Change "rough mask" to "coarse mask" throughout the listing, starting from its first line and stopping after the line that contains "positive clicks: (36, 173)", with everything else unchanged. Leave the pictures out of your answer.

· · ·

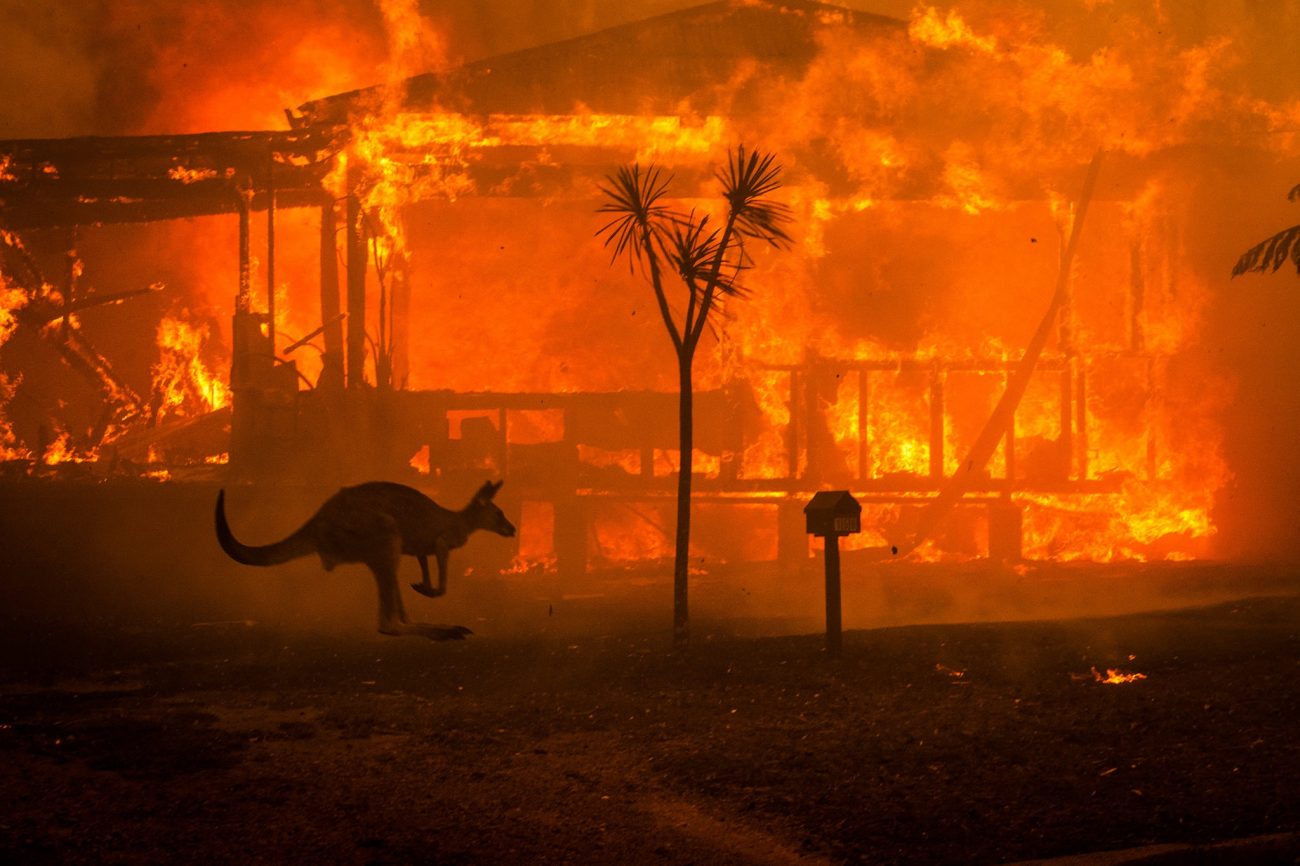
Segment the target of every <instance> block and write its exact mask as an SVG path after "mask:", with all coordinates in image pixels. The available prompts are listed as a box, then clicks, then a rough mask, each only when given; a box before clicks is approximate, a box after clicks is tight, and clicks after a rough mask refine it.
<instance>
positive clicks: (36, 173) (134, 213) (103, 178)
mask: <svg viewBox="0 0 1300 866" xmlns="http://www.w3.org/2000/svg"><path fill="white" fill-rule="evenodd" d="M330 148H331V143H330V142H329V139H328V138H326V137H325V135H322V134H321V133H320V131H317V130H294V131H278V133H276V131H261V133H201V134H198V135H135V137H114V138H96V137H86V138H60V139H21V140H8V142H0V226H3V228H5V229H10V230H19V229H29V228H47V226H61V225H94V224H101V222H143V221H152V220H170V218H178V217H192V216H207V215H213V213H234V212H237V211H238V209H239V208H240V189H251V190H255V191H256V198H255V199H253V200H252V207H255V208H265V207H266V196H265V190H266V187H268V183H270V185H273V186H274V190H276V204H277V207H281V205H282V207H296V205H305V204H316V203H320V200H321V185H320V181H321V178H322V177H324V176H325V172H326V170H328V169H329V165H330V161H329V160H328V153H329V151H330Z"/></svg>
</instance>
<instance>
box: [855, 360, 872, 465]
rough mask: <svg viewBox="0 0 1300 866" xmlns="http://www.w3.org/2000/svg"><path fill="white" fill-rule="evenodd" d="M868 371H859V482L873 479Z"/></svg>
mask: <svg viewBox="0 0 1300 866" xmlns="http://www.w3.org/2000/svg"><path fill="white" fill-rule="evenodd" d="M870 376H871V374H870V373H868V372H867V369H866V368H865V367H863V368H859V369H858V481H866V480H867V479H870V477H871V413H870V410H868V404H870V402H871V378H870Z"/></svg>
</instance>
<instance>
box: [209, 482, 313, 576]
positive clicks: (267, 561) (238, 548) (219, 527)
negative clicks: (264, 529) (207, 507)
mask: <svg viewBox="0 0 1300 866" xmlns="http://www.w3.org/2000/svg"><path fill="white" fill-rule="evenodd" d="M307 525H309V524H307ZM307 525H304V527H302V528H300V529H298V531H296V532H294V533H292V534H291V536H289V537H287V538H285V540H283V541H277V542H273V544H269V545H260V546H252V545H246V544H243V542H240V541H239V540H238V538H235V534H234V533H233V532H230V524H229V523H227V521H226V492H225V490H221V492H220V493H217V544H220V545H221V549H222V550H225V551H226V555H227V557H230V558H231V559H234V560H235V562H238V563H240V564H243V566H278V564H279V563H282V562H289V560H290V559H298V558H299V557H305V555H308V554H313V553H316V545H315V544H313V542H312V540H311V537H309V536H308V534H307V532H305V529H307Z"/></svg>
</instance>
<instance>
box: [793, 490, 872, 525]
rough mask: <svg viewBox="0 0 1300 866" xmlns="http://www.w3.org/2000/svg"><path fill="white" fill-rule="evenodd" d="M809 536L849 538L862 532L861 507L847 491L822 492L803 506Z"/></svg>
mask: <svg viewBox="0 0 1300 866" xmlns="http://www.w3.org/2000/svg"><path fill="white" fill-rule="evenodd" d="M803 515H805V516H806V518H807V532H809V534H810V536H849V534H854V533H858V532H862V506H861V505H858V501H857V499H854V498H853V497H852V495H850V494H849V492H848V490H822V492H820V493H818V494H814V495H813V501H811V502H809V503H807V505H806V506H803Z"/></svg>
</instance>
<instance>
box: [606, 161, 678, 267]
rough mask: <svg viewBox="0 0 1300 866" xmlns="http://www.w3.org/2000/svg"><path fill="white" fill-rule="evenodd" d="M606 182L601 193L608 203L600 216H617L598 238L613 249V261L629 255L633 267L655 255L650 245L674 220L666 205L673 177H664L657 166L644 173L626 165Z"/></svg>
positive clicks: (630, 262)
mask: <svg viewBox="0 0 1300 866" xmlns="http://www.w3.org/2000/svg"><path fill="white" fill-rule="evenodd" d="M604 179H606V183H603V185H601V186H599V189H601V192H603V194H604V196H606V199H607V200H606V203H604V204H602V205H601V207H599V208H597V212H598V213H612V215H615V216H614V218H612V220H610V221H608V222H606V224H604V225H603V226H601V229H599V230H597V233H595V234H597V237H601V235H603V237H604V246H606V247H607V248H612V254H611V257H610V261H611V263H612V261H614V260H615V259H617V257H619V256H623V255H627V256H628V264H629V265H632V264H634V263H637V261H640V260H641V259H642V257H643V256H646V255H654V250H647V248H646V241H647V238H649V239H651V242H654V239H655V238H658V237H659V235H662V233H663V230H664V229H663V226H664V224H666V222H668V221H671V220H672V212H671V211H669V209H668V207H667V205H666V204H663V198H664V196H666V195H667V192H668V183H669V181H671V179H672V178H671V176H669V177H664V173H663V170H662V169H660V168H659V166H656V165H651V166H649V168H647V169H646V170H643V172H642V169H641V165H640V164H636V165H623V166H620V168H619V170H617V173H616V174H612V176H606V178H604ZM660 242H662V241H660Z"/></svg>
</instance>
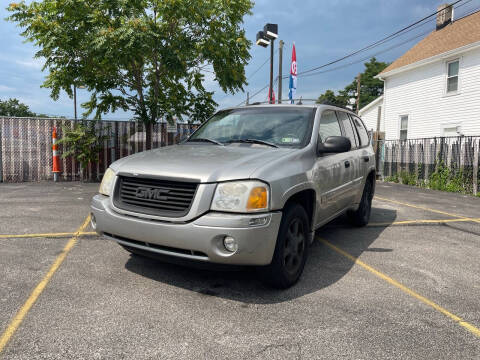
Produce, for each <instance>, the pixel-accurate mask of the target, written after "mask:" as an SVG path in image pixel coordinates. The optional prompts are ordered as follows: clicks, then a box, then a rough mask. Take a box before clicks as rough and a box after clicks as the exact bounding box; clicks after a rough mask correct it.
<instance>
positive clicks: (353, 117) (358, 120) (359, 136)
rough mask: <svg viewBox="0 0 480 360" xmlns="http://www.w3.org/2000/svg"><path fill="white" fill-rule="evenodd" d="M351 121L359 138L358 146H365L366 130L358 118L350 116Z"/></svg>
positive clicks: (366, 138)
mask: <svg viewBox="0 0 480 360" xmlns="http://www.w3.org/2000/svg"><path fill="white" fill-rule="evenodd" d="M352 119H353V123H354V124H355V127H356V128H357V131H358V136H359V137H360V146H367V145H368V134H367V130H366V129H365V126H364V125H363V123H362V121H361V120H360V119H359V118H357V117H355V116H352Z"/></svg>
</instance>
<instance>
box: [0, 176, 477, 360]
mask: <svg viewBox="0 0 480 360" xmlns="http://www.w3.org/2000/svg"><path fill="white" fill-rule="evenodd" d="M97 188H98V184H79V183H58V184H52V183H40V184H0V234H2V235H1V236H0V279H1V280H0V336H1V340H0V358H4V359H123V358H125V359H160V358H161V359H180V358H182V359H183V358H188V359H198V358H201V359H300V358H305V359H334V358H345V359H374V358H375V359H380V358H381V359H399V358H401V359H410V358H411V359H478V358H480V330H479V328H480V261H479V258H480V199H479V198H473V197H470V196H462V195H457V194H450V193H440V192H436V191H429V190H423V189H418V188H412V187H406V186H402V185H394V184H383V183H378V184H377V191H376V197H375V199H374V203H373V206H374V209H373V212H372V218H371V223H370V225H369V226H368V227H365V228H362V229H357V228H352V227H350V226H349V225H348V224H347V223H346V221H345V220H344V219H339V220H336V221H334V222H333V223H331V224H329V225H327V226H326V227H324V228H322V229H321V230H320V231H318V232H317V236H316V241H315V243H314V244H313V245H312V248H311V252H310V258H309V260H308V263H307V266H306V269H305V272H304V275H303V277H302V279H301V281H300V282H299V283H298V284H297V285H296V286H294V287H293V288H291V289H289V290H286V291H278V290H272V289H269V288H266V287H264V286H263V285H262V284H261V283H260V282H259V281H258V279H257V276H256V274H255V272H254V271H240V272H238V271H236V272H214V271H206V270H197V269H190V268H185V267H180V266H175V265H170V264H164V263H161V262H158V261H155V260H150V259H146V258H142V257H139V256H130V255H129V254H128V253H127V252H126V251H125V250H123V249H122V248H121V247H120V246H118V245H116V244H114V243H111V242H108V241H105V240H103V239H101V238H99V237H97V236H96V235H94V234H92V233H91V231H92V230H91V229H90V228H89V227H88V226H82V224H84V223H85V220H86V218H87V215H88V213H89V202H90V198H91V196H92V195H93V194H94V193H95V192H96V190H97ZM85 224H86V223H85ZM85 224H84V225H85ZM59 233H60V234H59ZM21 235H24V237H22V236H21Z"/></svg>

· · ·

### COMPLETED EXERCISE
Segment the target of every <instance> block and write its exact mask as an SVG path after "mask:", with all coordinates in image pixels. The available prompts are listed as a box, then clicks, then a coarse mask, each only when given; a box before clicks is approximate, a box after clicks is tight, and clicks after a coarse mask refine it.
<instance>
positive clicks: (36, 173) (134, 213) (103, 178)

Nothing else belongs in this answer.